### PASSAGE SHOWN ###
Monday, March 7, 2016

Whitney Cranshaw Comes to Yuma

For our Tri-State Horticulture Symposium,  on April 5, Whitney Cranshaw our Colorado State University Extension Entomology Specialist is talking on Bugs, Bugs and More Bugs.  He is also planning on doing a one hour focus on other pollinators in our gardens which keep our gardens ecosystems balanced. 

Whitney will answer any questions on insects.  But for hot topics, he plans to talk about grubs, spider mites and aphids.  Three relentless pests that plague our gardens. 

April 4th, don't miss Invasive Weeds, by Brian Talamantes, CSU Weed Science and Agronomy Agent.  He is talking on the plants which escaped from our gardens and into the wild. 

Then to enhance Whitney's hour on other garden pollinators, Dori Seamans, NRCS and Beekeeper, and Shannon Bowling, Farm Bill Wildlife Biologist will focus on Habitats for Pollinators including habitats for bees.

Meet the Vendors over lunch.  Local vendors have been invited to display their plant materials and show off their business. 

Lastly, Best Practices for Caring for our Trees, by Boyd Lebeda, CSU Forest Service will talk on the does and don'ts to caring for our trees.  Our prized resources.

Don't miss the deadline March 28, 2016.  Get registered now to be able to be guaranteed a lunch included in the cost which is $30 for one day/individual or $45/person covers both days.  Late fee is $50 at the door.
###
## EXERCISES
(A) In the symposium announcement, what is the registration deadline?
(B) Using the symposium announcement, explain why people are urged to register before the deadline.
The material after this point is separate from the symposium announcement.
### SOURCE DATA ###
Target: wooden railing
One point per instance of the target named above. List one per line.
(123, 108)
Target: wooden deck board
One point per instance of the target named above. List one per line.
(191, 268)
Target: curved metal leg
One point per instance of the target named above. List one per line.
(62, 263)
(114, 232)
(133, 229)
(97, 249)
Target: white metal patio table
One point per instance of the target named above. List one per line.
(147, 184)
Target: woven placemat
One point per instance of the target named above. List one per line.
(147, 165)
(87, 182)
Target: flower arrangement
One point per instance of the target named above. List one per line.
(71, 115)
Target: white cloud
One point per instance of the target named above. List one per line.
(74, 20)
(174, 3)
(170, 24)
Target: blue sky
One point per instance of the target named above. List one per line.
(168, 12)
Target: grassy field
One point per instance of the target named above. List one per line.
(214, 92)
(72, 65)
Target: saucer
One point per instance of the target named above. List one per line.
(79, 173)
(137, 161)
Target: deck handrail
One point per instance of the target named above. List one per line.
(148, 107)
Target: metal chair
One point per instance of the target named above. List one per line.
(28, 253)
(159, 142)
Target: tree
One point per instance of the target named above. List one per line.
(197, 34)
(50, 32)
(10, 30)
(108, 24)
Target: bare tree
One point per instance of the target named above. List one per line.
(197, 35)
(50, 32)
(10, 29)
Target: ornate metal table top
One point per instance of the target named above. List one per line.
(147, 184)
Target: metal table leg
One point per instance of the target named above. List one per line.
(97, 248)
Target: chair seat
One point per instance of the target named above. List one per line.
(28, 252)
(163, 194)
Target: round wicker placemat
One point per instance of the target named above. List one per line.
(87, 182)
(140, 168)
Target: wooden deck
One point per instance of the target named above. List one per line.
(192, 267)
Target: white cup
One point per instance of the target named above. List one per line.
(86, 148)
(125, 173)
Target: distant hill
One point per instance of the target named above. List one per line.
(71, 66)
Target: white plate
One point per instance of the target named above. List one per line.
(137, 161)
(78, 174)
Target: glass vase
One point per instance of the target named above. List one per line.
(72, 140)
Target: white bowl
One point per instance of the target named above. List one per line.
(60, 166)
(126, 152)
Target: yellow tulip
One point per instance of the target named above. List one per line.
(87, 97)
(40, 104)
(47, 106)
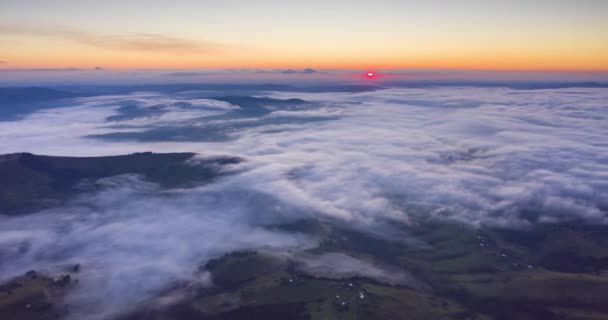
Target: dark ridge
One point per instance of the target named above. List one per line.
(31, 182)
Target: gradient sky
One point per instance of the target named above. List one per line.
(159, 34)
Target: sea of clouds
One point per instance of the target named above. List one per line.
(480, 156)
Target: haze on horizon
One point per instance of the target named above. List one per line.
(387, 34)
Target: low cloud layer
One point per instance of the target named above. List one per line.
(132, 241)
(491, 156)
(479, 156)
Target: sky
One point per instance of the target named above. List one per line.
(335, 34)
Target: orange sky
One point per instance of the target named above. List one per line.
(467, 34)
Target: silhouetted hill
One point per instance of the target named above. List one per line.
(31, 182)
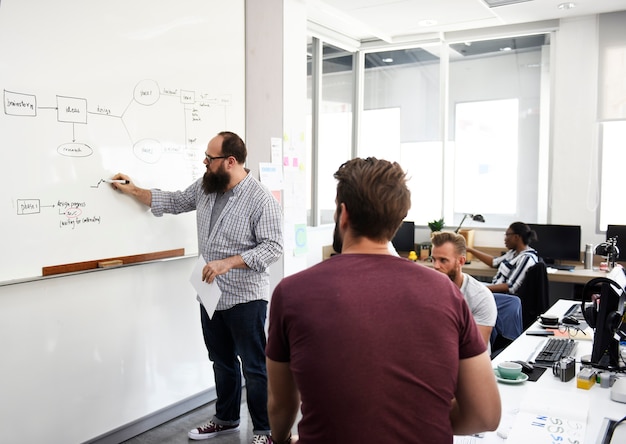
###
## WRITTEN RESPONSES
(A) March 28, 2016.

(B) Registering by March 28, 2016 guarantees a lunch included in the cost, which is $30 per individual for one day or $45 per person for both days. After that, the late fee is $50 at the door.